• [DATA]:
===

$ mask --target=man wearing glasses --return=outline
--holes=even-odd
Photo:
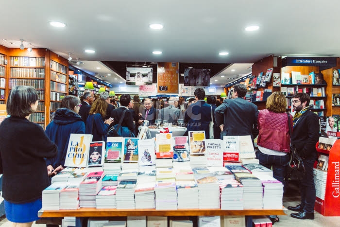
[[[313,167],[317,157],[315,145],[319,140],[319,119],[309,110],[310,97],[307,94],[298,93],[291,99],[293,108],[296,111],[293,118],[291,144],[303,160],[306,174],[300,183],[301,203],[296,207],[288,207],[288,210],[299,212],[290,214],[294,218],[314,219],[315,185]]]
[[[86,120],[88,117],[88,113],[91,109],[91,105],[92,105],[94,101],[94,95],[93,93],[89,90],[84,91],[83,95],[83,102],[82,102],[82,106],[79,109],[79,115],[82,116],[83,121],[86,124]]]

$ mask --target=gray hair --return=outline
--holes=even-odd
[[[107,100],[109,98],[109,92],[107,91],[104,91],[99,94],[99,97],[102,98],[105,100]]]

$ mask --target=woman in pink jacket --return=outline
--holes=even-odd
[[[275,91],[268,97],[266,109],[260,111],[257,118],[259,151],[256,155],[260,164],[269,169],[272,167],[273,176],[284,185],[290,143],[286,108],[286,97],[280,91]],[[289,118],[292,130],[292,118],[290,114]],[[271,216],[270,218],[273,223],[279,221],[276,216]]]

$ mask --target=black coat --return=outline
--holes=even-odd
[[[316,158],[319,131],[319,118],[310,110],[303,114],[294,125],[291,144],[303,158]]]

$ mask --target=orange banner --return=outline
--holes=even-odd
[[[158,62],[157,65],[158,93],[178,93],[179,64]]]

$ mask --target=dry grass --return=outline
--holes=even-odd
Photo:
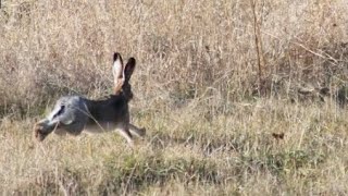
[[[0,189],[347,194],[348,113],[335,97],[348,4],[250,2],[2,0]],[[114,133],[33,144],[57,97],[111,93],[114,51],[137,59],[132,115],[148,136],[134,150]]]

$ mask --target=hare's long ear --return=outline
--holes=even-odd
[[[127,83],[130,79],[130,76],[134,72],[135,69],[135,59],[134,58],[129,58],[126,66],[124,68],[124,75],[125,75],[125,82]]]
[[[114,81],[114,93],[117,94],[121,90],[125,79],[122,57],[117,52],[113,54],[112,74]]]

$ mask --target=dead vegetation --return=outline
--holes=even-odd
[[[4,193],[347,194],[344,0],[1,3]],[[33,144],[59,96],[112,91],[114,51],[138,62],[138,149],[117,134]]]

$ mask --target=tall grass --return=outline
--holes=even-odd
[[[1,3],[4,193],[347,193],[345,0]],[[114,51],[137,60],[138,149],[112,133],[33,144],[59,96],[111,93]]]

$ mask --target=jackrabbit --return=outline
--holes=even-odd
[[[135,64],[135,59],[130,58],[124,66],[121,54],[114,53],[114,94],[101,100],[90,100],[80,96],[60,98],[53,111],[35,124],[35,138],[41,142],[53,131],[59,135],[78,135],[83,131],[102,133],[117,128],[128,144],[133,145],[132,134],[145,136],[145,128],[129,123],[128,102],[133,98],[129,79]]]

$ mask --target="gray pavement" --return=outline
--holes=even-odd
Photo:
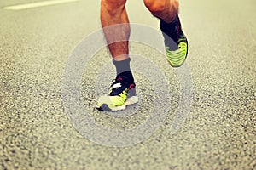
[[[176,70],[157,50],[131,43],[134,54],[148,58],[163,72],[171,95],[162,98],[171,102],[160,128],[127,147],[109,147],[85,138],[64,108],[63,71],[76,45],[100,28],[100,1],[3,8],[31,2],[35,1],[0,2],[0,169],[256,168],[255,1],[180,2],[194,95],[189,115],[175,134],[170,129],[179,105]],[[158,20],[143,1],[128,1],[127,9],[131,22],[159,29]],[[133,60],[137,62],[134,67],[141,64],[150,72]],[[139,104],[127,110],[134,114],[122,118],[93,109],[114,76],[111,65],[105,65],[108,62],[103,48],[84,69],[81,93],[86,110],[108,128],[145,122],[159,99],[154,95],[154,84],[142,72],[135,71]],[[100,73],[109,81],[98,80]],[[159,77],[153,74],[152,78]]]

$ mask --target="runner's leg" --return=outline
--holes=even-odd
[[[126,0],[102,0],[101,20],[102,27],[114,26],[104,29],[108,42],[118,41],[108,44],[112,57],[116,61],[129,58],[128,41],[130,37],[129,19],[125,10]],[[121,25],[118,25],[121,24]],[[120,40],[125,40],[120,42]]]

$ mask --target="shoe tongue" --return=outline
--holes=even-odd
[[[121,82],[115,83],[112,86],[112,88],[121,88],[121,87],[122,87]]]

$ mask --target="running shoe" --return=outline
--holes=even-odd
[[[136,85],[126,76],[118,76],[113,81],[108,94],[101,96],[96,108],[104,111],[118,111],[127,105],[138,102],[136,95]]]
[[[168,28],[166,28],[166,24],[162,20],[160,20],[160,26],[165,37],[166,54],[167,60],[172,66],[179,67],[184,63],[188,55],[188,41],[182,31],[178,15],[177,15],[174,25],[176,26],[174,26],[175,29],[173,31],[168,31]],[[173,47],[173,42],[172,42],[171,38],[176,43],[175,47]]]

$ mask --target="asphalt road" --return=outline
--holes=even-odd
[[[189,41],[187,65],[193,100],[174,134],[170,129],[180,105],[179,77],[162,54],[148,45],[131,43],[133,54],[148,59],[155,72],[161,71],[170,93],[156,97],[160,77],[146,66],[148,63],[131,56],[132,67],[142,68],[134,73],[140,101],[122,112],[132,113],[128,117],[117,117],[93,109],[114,76],[106,48],[96,53],[84,71],[81,101],[98,124],[132,128],[147,122],[154,104],[170,100],[162,107],[168,110],[161,126],[126,147],[110,147],[103,144],[104,139],[98,140],[101,144],[86,137],[78,126],[83,119],[73,117],[64,107],[62,81],[68,56],[101,27],[100,1],[3,9],[32,2],[0,2],[0,169],[256,168],[255,1],[180,2]],[[159,29],[159,20],[143,1],[128,1],[127,9],[131,22]]]

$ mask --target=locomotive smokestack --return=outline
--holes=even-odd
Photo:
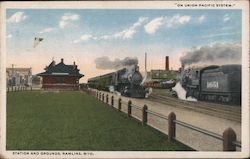
[[[168,58],[168,56],[166,56],[166,66],[165,66],[165,70],[169,71],[169,58]]]

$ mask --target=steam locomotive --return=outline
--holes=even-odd
[[[185,70],[181,77],[187,97],[241,104],[241,65],[212,65]]]
[[[117,91],[133,98],[145,98],[146,90],[141,85],[143,77],[139,67],[133,65],[116,72],[90,78],[88,86],[104,91]]]

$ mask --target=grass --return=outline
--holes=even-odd
[[[7,95],[7,150],[190,150],[84,92]]]

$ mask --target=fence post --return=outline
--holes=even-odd
[[[175,138],[176,126],[174,120],[176,120],[176,115],[174,112],[171,112],[168,115],[168,141],[172,141]]]
[[[145,104],[142,107],[142,125],[148,122],[148,114],[147,114],[148,106]]]
[[[232,128],[227,128],[223,132],[223,151],[236,151],[236,133]]]
[[[111,106],[114,106],[114,96],[111,97]]]
[[[121,111],[121,108],[122,108],[122,99],[119,98],[118,99],[118,111]]]
[[[104,93],[102,94],[102,101],[104,102]]]
[[[131,100],[128,101],[128,116],[131,116]]]
[[[109,104],[109,95],[106,95],[106,103]]]

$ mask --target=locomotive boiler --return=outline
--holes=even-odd
[[[139,67],[133,65],[116,72],[90,78],[88,85],[90,88],[99,90],[117,91],[128,97],[145,98],[146,91],[141,85],[142,81],[143,77],[139,72]]]
[[[241,65],[212,65],[182,72],[186,96],[220,103],[241,103]]]

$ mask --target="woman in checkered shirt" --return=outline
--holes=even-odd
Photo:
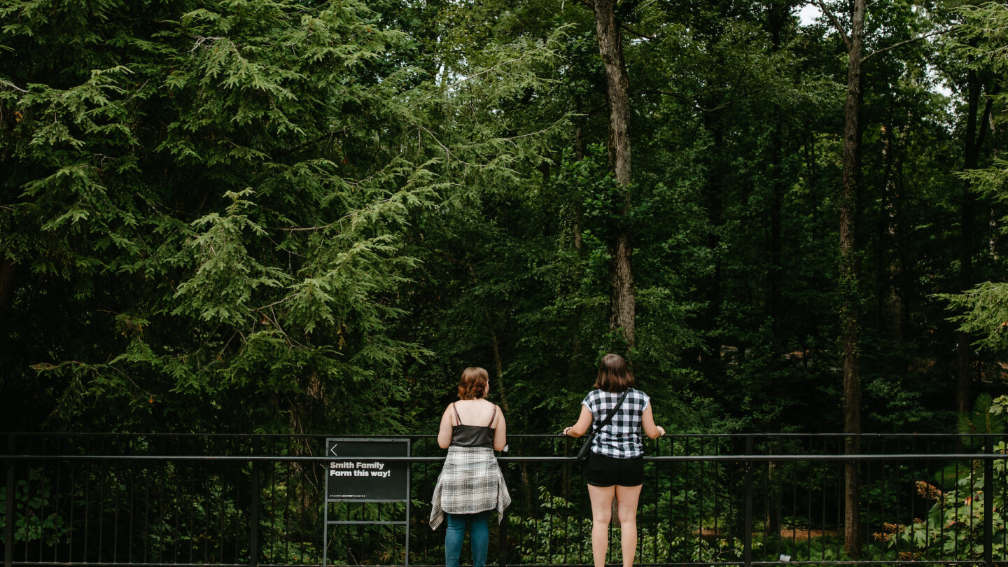
[[[563,435],[581,437],[588,433],[593,421],[602,423],[616,408],[620,395],[626,399],[613,419],[592,441],[586,476],[588,495],[592,499],[592,559],[595,567],[604,567],[609,547],[609,523],[612,520],[613,497],[616,498],[620,522],[623,567],[633,565],[637,548],[637,500],[644,482],[644,451],[640,431],[651,439],[661,437],[665,430],[654,425],[650,399],[633,387],[633,372],[618,354],[607,354],[599,363],[595,387],[581,403],[578,423],[563,430]]]

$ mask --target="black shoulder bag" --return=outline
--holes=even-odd
[[[608,416],[606,416],[606,419],[603,420],[601,424],[599,424],[599,427],[594,428],[592,432],[588,434],[588,439],[585,440],[585,444],[582,445],[581,450],[578,451],[579,461],[584,461],[585,459],[588,458],[588,454],[592,452],[592,440],[595,439],[595,436],[598,435],[598,433],[602,430],[602,428],[609,425],[609,422],[613,420],[613,416],[616,415],[616,412],[620,411],[620,406],[623,405],[623,400],[627,396],[628,393],[630,393],[630,388],[623,390],[623,395],[620,396],[620,400],[619,402],[616,403],[616,407],[613,408],[613,411],[610,412]]]

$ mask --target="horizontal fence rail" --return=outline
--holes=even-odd
[[[410,456],[380,459],[407,464],[408,501],[329,503],[327,467],[349,459],[325,456],[328,436],[4,437],[6,566],[321,565],[324,555],[337,565],[444,565],[444,528],[428,526],[445,454],[434,436],[384,438],[410,441]],[[636,564],[1006,564],[1006,440],[648,441]],[[508,441],[499,462],[513,502],[491,523],[488,563],[590,565],[591,507],[573,457],[581,440]],[[857,554],[845,551],[849,468],[860,477]],[[328,539],[326,518],[339,522]],[[608,563],[621,562],[618,531],[614,520]],[[467,545],[464,563],[468,556]]]

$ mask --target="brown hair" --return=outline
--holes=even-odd
[[[490,376],[479,366],[470,366],[462,371],[459,380],[459,400],[476,400],[487,394],[487,382]]]
[[[623,391],[633,387],[633,372],[619,354],[607,354],[599,361],[599,377],[595,387],[605,391]]]

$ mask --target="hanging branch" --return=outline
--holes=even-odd
[[[847,36],[847,31],[844,30],[844,26],[841,25],[840,20],[837,19],[837,16],[834,15],[834,13],[830,10],[830,8],[827,8],[823,0],[812,0],[812,4],[815,4],[820,10],[823,10],[823,13],[826,14],[826,17],[830,18],[830,21],[833,22],[833,26],[836,27],[837,32],[840,33],[840,37],[844,40],[844,45],[847,46],[847,50],[850,51],[851,39]]]
[[[871,58],[873,58],[873,56],[875,56],[875,55],[877,55],[879,53],[884,53],[884,52],[888,51],[889,49],[895,49],[896,47],[901,47],[903,45],[906,45],[907,43],[913,43],[914,41],[920,41],[921,39],[926,39],[928,37],[933,37],[934,35],[940,35],[942,33],[949,33],[950,31],[955,31],[958,28],[959,28],[959,26],[956,25],[956,26],[950,27],[949,29],[938,29],[938,30],[932,31],[930,33],[925,33],[923,35],[918,35],[917,37],[911,37],[909,39],[904,39],[902,41],[897,41],[897,42],[893,43],[892,45],[888,45],[886,47],[882,47],[881,49],[876,49],[876,50],[868,53],[867,55],[865,55],[864,58],[861,59],[861,63],[864,63],[864,62],[868,61],[869,59],[871,59]]]

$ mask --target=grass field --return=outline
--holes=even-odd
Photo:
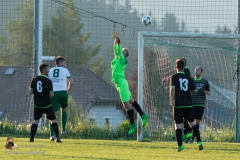
[[[0,137],[0,159],[240,159],[239,143],[205,142],[203,151],[198,151],[196,143],[185,144],[182,152],[176,152],[176,142],[62,139],[59,144],[48,139],[28,140],[15,138],[17,148],[7,150],[6,137]]]

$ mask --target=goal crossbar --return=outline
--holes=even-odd
[[[240,39],[240,35],[238,34],[207,34],[207,33],[189,33],[189,32],[149,32],[149,31],[139,31],[138,32],[138,102],[142,109],[144,109],[143,103],[143,83],[144,83],[144,38],[145,37],[175,37],[175,38],[211,38],[211,39]],[[238,48],[239,48],[238,43]],[[240,53],[239,50],[237,53],[237,71],[239,70],[240,65]],[[237,91],[236,91],[236,141],[240,141],[240,87],[239,87],[239,79],[240,74],[237,72]],[[160,80],[159,80],[160,81]],[[160,84],[160,82],[159,82]],[[138,127],[137,127],[137,141],[142,141],[142,127],[141,127],[141,117],[138,115]]]

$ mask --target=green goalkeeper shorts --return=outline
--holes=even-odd
[[[115,86],[120,94],[122,102],[128,102],[130,100],[131,92],[129,91],[129,86],[126,79],[122,79],[118,83],[115,83]]]
[[[54,96],[51,98],[52,108],[57,112],[61,108],[68,106],[68,92],[67,91],[54,91]]]

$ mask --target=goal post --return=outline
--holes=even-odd
[[[237,34],[187,32],[138,32],[138,102],[149,115],[149,127],[142,129],[138,116],[137,141],[172,141],[175,137],[169,105],[169,85],[162,78],[175,72],[175,60],[187,59],[193,77],[196,66],[210,83],[205,112],[200,125],[205,141],[229,134],[240,141],[239,43]],[[170,134],[170,132],[172,134]]]

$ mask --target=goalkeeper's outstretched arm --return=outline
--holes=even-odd
[[[121,62],[122,65],[126,64],[126,59],[123,56],[122,53],[122,46],[120,45],[120,38],[117,37],[114,39],[114,46],[113,46],[113,50],[114,50],[114,57],[118,58]]]

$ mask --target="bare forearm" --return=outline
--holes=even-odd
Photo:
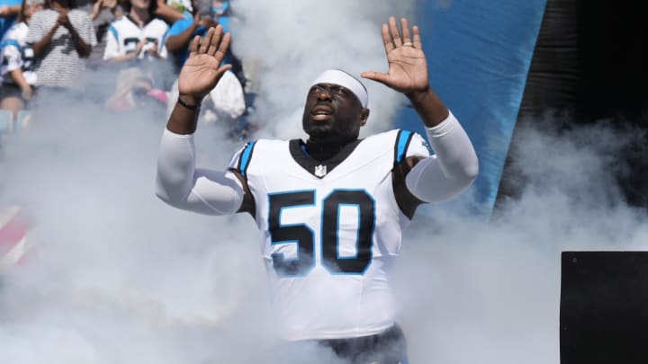
[[[187,105],[197,105],[198,107],[193,110],[179,102],[176,102],[176,107],[174,107],[173,111],[171,111],[171,116],[169,116],[168,122],[166,123],[166,129],[176,134],[194,134],[196,130],[198,115],[200,114],[201,101],[187,95],[180,95],[178,98],[182,99]]]
[[[431,86],[426,91],[407,93],[406,96],[427,128],[438,125],[449,115],[447,107]]]

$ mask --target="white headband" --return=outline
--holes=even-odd
[[[360,81],[358,81],[356,77],[345,71],[340,71],[339,69],[327,69],[320,74],[310,85],[314,86],[318,84],[334,84],[346,87],[354,93],[358,100],[360,100],[360,103],[364,108],[366,108],[369,103],[369,94],[367,93],[364,85],[362,84],[362,83],[360,83]]]

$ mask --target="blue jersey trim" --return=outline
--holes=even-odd
[[[115,27],[111,25],[110,27],[108,27],[108,30],[112,33],[112,36],[115,37],[115,40],[117,40],[117,43],[119,43],[119,36],[117,35],[117,30],[115,29]]]
[[[18,49],[18,51],[22,51],[22,47],[20,46],[20,43],[18,43],[18,40],[4,40],[0,43],[0,49],[4,49],[6,46],[14,46]]]
[[[248,143],[245,149],[243,149],[243,153],[241,153],[240,156],[240,162],[238,165],[238,172],[240,172],[241,175],[243,177],[248,178],[248,165],[249,164],[250,158],[252,157],[252,149],[254,148],[255,144],[256,141],[252,141]]]

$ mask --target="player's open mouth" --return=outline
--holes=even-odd
[[[315,120],[326,120],[330,119],[333,114],[333,109],[328,106],[315,106],[310,111],[312,119]]]

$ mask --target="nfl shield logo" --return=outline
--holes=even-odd
[[[320,164],[315,167],[315,175],[322,178],[326,175],[326,165]]]

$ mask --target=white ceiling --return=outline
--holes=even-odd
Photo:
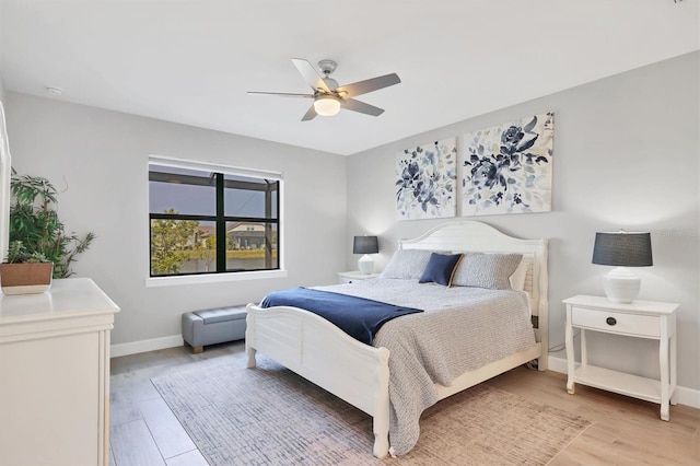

===

• [STATED TASK]: Please pick out each line in the data above that contains the word "woman", and list those lines.

• [EXERCISE RESPONSE]:
$ mask --target=woman in pink jacket --return=outline
$ mask --target="woman in checkered shirt" --return=outline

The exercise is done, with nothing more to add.